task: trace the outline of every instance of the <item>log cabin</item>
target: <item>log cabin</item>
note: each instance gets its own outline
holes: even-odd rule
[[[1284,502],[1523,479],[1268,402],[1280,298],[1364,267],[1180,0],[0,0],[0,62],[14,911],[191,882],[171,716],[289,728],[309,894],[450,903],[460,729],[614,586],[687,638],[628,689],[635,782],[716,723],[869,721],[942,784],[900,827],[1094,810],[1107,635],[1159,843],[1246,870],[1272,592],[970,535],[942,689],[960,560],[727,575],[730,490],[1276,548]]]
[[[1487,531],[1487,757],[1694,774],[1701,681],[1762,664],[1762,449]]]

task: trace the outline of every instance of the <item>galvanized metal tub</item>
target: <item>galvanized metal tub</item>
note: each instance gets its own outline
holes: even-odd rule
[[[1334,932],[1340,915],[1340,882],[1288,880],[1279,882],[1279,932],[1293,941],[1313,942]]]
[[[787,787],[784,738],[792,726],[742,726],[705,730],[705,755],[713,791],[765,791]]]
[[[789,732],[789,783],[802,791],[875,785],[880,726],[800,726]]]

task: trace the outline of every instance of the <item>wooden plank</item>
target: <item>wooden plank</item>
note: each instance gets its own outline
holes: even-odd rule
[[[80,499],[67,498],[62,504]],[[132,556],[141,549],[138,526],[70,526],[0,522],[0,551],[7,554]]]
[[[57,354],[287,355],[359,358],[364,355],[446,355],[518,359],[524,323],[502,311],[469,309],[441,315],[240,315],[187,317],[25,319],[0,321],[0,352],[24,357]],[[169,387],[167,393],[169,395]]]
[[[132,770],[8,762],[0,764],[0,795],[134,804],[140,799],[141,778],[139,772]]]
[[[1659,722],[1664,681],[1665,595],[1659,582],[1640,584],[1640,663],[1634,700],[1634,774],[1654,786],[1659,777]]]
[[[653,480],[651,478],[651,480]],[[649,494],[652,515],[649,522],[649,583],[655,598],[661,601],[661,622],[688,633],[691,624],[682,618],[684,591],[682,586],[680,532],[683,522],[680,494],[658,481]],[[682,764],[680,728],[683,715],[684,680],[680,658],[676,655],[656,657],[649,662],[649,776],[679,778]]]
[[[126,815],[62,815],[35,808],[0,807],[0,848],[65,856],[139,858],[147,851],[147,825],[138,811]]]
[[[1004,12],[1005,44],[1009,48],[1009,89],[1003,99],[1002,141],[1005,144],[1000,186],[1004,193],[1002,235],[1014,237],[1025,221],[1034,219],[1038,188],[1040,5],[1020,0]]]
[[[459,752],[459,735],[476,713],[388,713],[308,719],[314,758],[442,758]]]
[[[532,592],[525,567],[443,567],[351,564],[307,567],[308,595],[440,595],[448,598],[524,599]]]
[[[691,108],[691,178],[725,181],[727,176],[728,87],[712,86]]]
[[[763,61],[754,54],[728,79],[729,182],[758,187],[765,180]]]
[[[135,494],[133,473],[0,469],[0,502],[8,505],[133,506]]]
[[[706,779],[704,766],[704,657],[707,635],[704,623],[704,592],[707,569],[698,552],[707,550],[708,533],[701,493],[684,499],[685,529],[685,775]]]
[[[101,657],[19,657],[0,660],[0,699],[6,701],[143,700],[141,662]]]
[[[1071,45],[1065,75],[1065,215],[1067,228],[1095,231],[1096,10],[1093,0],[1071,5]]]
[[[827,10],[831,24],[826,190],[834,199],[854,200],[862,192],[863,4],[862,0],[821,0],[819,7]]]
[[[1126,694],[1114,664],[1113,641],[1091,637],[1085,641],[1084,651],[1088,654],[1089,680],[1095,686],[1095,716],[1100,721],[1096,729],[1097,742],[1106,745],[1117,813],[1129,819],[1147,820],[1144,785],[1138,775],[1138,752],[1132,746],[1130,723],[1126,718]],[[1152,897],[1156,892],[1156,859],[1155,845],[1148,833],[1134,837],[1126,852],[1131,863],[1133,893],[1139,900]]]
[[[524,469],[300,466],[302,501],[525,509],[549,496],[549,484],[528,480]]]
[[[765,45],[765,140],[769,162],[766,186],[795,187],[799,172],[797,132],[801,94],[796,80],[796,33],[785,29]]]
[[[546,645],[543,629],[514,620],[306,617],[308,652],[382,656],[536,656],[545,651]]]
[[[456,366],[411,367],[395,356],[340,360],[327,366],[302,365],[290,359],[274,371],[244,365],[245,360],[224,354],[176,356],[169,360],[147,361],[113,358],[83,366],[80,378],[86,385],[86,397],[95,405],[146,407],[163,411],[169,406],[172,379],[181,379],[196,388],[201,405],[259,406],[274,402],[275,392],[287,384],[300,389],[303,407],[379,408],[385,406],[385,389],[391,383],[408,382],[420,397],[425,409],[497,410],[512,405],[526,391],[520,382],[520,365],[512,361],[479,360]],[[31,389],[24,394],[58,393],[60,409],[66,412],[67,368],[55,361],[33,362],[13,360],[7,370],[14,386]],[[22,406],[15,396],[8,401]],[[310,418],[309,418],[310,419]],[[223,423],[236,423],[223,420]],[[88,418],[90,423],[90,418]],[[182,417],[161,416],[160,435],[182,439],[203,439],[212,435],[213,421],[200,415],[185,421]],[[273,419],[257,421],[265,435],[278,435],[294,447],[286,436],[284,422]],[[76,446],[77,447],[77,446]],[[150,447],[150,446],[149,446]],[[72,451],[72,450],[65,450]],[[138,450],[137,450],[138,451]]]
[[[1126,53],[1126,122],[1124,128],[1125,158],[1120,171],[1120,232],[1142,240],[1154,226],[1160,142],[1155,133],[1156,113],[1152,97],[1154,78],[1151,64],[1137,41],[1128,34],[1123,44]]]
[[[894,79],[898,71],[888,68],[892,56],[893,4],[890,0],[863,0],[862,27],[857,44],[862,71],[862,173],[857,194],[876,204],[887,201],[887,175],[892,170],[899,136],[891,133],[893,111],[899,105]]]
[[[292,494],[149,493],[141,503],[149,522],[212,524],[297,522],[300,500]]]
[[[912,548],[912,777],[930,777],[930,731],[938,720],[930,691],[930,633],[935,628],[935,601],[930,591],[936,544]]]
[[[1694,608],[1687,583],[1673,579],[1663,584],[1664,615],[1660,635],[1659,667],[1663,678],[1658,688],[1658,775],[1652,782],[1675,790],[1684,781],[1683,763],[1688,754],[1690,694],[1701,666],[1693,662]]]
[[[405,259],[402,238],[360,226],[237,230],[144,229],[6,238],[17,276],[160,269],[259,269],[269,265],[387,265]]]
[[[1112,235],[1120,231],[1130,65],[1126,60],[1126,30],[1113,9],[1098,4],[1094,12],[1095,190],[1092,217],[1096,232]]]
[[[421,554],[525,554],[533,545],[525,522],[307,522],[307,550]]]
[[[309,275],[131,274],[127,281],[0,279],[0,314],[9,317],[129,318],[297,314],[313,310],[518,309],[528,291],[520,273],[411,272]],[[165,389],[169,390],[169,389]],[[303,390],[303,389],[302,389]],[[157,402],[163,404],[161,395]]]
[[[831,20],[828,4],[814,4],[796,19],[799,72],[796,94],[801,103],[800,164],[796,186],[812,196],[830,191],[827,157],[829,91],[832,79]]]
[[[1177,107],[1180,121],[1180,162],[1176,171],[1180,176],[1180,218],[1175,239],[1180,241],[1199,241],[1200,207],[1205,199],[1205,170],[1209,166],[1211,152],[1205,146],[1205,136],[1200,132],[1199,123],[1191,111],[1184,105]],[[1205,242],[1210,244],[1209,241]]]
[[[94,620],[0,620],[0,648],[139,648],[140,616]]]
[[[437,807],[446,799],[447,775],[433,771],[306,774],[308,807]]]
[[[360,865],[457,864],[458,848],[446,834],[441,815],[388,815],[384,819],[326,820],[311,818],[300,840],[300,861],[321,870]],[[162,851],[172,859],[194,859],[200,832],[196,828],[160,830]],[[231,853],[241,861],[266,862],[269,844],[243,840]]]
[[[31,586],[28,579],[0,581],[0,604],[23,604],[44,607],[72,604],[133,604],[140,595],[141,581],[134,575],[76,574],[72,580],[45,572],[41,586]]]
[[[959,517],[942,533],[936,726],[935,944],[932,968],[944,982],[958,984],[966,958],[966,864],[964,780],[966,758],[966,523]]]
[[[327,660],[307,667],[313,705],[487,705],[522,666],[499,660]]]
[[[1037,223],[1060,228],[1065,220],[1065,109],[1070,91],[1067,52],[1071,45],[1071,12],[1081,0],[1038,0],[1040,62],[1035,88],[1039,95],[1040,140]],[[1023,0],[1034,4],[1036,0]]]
□ □ □
A line in the material may hold the string "galvanized". Report how many do, and write only the number.

YOUR SOLUTION:
2